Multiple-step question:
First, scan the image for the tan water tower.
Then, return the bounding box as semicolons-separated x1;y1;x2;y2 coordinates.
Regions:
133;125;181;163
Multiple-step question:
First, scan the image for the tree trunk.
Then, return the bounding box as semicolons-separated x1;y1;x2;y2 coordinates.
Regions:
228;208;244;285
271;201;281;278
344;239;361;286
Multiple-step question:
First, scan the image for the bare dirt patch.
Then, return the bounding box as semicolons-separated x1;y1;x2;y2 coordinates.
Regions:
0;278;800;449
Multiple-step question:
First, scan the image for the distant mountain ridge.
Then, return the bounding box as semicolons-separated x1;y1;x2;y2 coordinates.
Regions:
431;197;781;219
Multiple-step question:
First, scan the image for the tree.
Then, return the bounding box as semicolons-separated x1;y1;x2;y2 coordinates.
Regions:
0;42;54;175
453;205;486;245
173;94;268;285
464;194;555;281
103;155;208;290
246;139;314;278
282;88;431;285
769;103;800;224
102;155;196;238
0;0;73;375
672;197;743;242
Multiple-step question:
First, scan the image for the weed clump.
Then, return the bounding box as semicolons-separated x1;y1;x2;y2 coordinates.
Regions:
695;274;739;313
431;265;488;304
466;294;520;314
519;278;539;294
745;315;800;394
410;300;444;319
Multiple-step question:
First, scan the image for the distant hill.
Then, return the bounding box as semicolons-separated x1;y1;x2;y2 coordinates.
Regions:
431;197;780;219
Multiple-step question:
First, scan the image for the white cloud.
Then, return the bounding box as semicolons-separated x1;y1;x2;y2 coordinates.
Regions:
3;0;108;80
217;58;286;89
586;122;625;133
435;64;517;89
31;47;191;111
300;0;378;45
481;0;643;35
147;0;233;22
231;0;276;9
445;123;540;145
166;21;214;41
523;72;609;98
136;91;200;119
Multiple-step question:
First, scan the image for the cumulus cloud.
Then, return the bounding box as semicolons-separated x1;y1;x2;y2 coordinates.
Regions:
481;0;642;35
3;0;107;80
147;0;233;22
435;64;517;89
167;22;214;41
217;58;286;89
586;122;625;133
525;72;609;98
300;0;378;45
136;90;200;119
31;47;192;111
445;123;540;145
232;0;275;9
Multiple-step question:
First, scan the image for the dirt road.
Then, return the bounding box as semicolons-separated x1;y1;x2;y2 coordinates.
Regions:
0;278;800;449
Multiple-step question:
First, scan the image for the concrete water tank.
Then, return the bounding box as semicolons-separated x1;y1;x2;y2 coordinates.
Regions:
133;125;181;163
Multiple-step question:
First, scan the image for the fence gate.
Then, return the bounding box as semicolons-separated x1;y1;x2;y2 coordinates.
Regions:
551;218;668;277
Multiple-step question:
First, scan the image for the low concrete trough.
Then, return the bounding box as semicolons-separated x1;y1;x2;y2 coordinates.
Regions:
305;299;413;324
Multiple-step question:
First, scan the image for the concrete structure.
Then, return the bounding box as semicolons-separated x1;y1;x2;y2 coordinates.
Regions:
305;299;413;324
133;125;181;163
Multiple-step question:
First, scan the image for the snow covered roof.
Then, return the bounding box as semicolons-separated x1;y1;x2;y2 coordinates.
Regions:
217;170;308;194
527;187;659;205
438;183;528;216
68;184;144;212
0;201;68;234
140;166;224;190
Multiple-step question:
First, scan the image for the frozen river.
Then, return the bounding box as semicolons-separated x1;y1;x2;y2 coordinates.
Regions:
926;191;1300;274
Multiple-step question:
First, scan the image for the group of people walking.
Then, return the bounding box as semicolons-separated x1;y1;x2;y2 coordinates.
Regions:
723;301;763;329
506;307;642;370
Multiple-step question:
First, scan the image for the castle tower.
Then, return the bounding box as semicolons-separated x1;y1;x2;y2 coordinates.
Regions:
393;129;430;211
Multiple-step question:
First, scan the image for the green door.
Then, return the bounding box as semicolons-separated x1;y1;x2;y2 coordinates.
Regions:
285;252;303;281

What is needed: How many lines in the items above contain the string "tree"? Give only the number.

Worked answer: 2